Skip all lines in the entries below that come before the one containing "Target: snow-covered mountain range". Repeat that line and the rest exactly.

● ● ● ●

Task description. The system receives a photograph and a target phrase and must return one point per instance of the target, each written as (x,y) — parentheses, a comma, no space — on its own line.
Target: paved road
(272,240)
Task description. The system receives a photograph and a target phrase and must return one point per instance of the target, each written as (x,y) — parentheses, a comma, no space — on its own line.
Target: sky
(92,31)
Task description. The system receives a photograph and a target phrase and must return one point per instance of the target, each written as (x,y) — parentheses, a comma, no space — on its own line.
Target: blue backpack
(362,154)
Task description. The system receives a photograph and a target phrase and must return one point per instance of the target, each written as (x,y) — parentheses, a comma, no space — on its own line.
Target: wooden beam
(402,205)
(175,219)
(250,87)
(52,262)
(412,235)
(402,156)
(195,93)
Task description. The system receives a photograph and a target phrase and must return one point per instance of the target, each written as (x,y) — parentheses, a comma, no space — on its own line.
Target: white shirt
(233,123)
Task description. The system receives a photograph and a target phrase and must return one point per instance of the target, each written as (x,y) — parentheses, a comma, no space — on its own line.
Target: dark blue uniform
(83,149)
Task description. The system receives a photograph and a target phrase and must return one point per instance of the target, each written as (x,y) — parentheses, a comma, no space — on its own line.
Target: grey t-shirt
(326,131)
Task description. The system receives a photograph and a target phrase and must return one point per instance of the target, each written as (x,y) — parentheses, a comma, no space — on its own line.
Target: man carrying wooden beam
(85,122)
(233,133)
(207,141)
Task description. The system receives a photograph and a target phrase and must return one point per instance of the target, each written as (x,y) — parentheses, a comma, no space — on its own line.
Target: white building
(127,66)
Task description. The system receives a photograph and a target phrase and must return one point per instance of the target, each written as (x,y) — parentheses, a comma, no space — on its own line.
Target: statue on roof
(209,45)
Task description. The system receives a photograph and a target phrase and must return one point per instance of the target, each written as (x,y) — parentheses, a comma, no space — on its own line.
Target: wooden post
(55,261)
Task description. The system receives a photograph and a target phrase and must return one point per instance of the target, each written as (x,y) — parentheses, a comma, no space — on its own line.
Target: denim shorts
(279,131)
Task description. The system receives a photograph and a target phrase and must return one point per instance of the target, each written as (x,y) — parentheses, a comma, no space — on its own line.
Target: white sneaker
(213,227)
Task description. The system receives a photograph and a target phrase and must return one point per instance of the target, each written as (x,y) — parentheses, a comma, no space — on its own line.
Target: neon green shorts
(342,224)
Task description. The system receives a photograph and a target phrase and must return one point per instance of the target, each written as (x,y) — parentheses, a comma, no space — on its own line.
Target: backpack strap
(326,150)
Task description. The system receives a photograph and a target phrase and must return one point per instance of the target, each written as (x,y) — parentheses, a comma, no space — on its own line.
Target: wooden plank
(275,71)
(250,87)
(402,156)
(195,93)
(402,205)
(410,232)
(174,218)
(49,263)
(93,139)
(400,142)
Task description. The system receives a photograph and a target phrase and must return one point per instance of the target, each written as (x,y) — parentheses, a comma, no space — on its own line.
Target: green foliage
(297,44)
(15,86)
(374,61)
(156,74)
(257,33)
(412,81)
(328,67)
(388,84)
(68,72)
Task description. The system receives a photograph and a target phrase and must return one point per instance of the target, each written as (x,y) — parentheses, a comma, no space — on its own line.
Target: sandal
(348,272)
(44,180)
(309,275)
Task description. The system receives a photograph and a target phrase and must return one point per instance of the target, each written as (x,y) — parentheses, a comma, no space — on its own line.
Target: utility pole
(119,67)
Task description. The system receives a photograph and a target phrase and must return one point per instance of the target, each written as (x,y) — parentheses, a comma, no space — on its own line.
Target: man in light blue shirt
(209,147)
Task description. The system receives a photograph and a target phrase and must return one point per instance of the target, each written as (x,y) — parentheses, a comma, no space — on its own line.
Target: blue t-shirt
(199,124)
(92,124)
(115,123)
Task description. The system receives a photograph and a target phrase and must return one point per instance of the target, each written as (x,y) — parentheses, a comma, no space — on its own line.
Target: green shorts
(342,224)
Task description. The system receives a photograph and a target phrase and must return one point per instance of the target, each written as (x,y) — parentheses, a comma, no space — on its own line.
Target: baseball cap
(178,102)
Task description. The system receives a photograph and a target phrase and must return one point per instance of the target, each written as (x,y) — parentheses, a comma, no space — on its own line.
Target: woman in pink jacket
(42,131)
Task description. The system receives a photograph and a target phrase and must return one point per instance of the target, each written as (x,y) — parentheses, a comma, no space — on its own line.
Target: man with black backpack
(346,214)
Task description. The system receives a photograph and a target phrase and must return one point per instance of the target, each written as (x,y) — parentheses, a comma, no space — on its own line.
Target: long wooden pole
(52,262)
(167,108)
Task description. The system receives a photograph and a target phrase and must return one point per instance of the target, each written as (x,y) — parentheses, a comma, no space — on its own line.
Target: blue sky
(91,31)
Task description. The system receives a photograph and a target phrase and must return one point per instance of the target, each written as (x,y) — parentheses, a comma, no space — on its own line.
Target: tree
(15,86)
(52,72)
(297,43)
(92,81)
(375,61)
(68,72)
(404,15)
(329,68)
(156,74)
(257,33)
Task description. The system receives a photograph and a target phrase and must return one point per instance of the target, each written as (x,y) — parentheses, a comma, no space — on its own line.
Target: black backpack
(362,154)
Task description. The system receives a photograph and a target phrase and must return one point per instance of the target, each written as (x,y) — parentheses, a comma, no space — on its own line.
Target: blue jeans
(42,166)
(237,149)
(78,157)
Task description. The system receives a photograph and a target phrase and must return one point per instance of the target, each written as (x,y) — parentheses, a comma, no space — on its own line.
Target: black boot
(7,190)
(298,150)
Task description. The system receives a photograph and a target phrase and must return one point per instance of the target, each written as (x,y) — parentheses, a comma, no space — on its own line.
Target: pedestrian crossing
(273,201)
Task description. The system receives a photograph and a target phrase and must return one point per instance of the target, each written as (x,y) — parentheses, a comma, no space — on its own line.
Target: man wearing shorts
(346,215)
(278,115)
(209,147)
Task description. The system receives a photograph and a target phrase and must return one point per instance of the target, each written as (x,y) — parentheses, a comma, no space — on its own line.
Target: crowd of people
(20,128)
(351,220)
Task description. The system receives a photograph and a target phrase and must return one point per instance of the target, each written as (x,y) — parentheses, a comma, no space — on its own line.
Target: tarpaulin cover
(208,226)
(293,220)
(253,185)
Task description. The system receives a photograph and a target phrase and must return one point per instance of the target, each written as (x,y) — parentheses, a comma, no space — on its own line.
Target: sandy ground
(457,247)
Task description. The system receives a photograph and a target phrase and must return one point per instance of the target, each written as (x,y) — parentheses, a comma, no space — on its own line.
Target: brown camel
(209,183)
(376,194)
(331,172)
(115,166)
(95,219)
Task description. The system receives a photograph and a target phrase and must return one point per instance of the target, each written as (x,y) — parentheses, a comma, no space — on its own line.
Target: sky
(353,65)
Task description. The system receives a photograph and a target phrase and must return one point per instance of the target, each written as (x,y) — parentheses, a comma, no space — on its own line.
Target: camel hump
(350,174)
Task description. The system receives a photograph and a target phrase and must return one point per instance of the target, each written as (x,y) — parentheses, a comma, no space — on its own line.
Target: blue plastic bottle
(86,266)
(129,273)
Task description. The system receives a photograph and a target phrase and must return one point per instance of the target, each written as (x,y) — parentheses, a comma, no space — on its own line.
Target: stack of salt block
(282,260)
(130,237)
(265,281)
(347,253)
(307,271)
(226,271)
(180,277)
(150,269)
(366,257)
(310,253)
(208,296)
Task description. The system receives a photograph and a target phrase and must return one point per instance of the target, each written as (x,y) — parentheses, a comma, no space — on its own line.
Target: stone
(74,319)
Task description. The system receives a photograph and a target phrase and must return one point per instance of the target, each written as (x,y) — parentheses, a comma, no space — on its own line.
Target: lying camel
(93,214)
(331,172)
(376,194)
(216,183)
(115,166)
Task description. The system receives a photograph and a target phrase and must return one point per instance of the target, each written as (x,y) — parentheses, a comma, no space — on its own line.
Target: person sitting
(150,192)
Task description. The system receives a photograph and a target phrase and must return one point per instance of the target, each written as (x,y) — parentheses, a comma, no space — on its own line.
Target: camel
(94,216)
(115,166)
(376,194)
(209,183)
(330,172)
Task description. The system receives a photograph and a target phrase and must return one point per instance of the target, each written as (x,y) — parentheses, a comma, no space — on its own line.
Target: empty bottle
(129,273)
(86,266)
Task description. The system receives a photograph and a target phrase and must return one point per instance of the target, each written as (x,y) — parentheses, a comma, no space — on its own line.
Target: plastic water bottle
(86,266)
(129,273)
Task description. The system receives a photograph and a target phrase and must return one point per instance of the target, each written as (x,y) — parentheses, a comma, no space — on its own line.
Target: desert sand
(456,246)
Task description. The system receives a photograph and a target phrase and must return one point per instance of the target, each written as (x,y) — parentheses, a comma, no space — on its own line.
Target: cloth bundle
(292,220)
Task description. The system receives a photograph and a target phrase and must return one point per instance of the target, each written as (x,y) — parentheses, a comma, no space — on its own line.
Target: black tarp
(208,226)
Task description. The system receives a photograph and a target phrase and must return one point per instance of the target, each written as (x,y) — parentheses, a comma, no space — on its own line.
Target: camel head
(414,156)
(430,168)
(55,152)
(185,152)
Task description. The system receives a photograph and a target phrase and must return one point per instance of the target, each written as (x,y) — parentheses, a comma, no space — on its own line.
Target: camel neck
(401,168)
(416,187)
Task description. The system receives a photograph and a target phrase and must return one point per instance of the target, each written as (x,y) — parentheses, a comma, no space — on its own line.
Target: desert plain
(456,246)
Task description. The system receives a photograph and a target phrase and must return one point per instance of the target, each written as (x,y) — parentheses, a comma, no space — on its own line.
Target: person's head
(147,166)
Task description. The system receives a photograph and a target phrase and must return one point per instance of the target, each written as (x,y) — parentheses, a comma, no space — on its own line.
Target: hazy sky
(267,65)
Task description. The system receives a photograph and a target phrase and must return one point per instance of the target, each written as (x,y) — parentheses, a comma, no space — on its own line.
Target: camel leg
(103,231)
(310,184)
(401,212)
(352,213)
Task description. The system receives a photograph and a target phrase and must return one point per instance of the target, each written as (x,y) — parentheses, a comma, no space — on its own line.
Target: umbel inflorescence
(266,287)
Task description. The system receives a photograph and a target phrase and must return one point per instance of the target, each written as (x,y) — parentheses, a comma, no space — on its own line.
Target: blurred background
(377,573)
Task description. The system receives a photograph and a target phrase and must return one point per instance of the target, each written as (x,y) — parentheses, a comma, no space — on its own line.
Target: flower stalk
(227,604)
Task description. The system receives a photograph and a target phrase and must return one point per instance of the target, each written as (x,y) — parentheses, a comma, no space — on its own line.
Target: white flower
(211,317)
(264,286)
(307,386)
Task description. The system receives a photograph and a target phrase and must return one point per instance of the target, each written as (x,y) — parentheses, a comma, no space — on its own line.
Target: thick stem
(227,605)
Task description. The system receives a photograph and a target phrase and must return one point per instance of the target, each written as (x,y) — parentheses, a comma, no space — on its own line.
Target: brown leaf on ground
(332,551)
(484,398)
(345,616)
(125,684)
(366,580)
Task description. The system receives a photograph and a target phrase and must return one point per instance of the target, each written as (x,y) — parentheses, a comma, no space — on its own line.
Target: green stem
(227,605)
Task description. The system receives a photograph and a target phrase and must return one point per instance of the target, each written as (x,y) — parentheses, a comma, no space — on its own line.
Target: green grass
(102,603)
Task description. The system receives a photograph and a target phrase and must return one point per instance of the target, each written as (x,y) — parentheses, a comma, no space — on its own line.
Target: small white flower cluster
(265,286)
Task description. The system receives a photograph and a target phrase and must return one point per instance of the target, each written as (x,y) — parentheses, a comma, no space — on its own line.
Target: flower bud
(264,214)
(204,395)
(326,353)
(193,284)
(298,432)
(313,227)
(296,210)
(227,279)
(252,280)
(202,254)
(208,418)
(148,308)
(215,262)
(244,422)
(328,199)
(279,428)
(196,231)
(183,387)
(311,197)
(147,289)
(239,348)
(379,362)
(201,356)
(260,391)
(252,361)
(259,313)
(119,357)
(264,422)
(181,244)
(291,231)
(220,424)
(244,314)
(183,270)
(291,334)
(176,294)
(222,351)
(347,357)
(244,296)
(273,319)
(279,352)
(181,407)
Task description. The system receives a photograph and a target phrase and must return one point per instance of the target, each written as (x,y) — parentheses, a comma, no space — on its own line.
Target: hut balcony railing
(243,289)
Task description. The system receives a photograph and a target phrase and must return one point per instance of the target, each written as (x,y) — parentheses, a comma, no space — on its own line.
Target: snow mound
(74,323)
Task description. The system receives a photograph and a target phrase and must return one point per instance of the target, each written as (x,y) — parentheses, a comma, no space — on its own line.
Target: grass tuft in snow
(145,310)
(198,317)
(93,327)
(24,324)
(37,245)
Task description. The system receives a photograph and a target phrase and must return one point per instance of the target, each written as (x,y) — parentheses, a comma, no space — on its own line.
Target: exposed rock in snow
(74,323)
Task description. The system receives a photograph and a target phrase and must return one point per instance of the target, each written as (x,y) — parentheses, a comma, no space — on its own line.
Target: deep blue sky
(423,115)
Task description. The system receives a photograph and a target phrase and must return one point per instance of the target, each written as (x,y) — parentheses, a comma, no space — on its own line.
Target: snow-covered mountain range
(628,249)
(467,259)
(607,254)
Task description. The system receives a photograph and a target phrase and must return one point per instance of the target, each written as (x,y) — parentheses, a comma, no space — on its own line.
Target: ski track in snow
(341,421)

● ● ● ●

Solution:
Target: snow-covered mountain range
(628,249)
(467,259)
(607,254)
Task description. The system receives a photograph and a target phrase and must return one point per instance of the target, each written as (x,y) — parentheses, a comma, no space — on its own line.
Target: ski track in snow
(341,421)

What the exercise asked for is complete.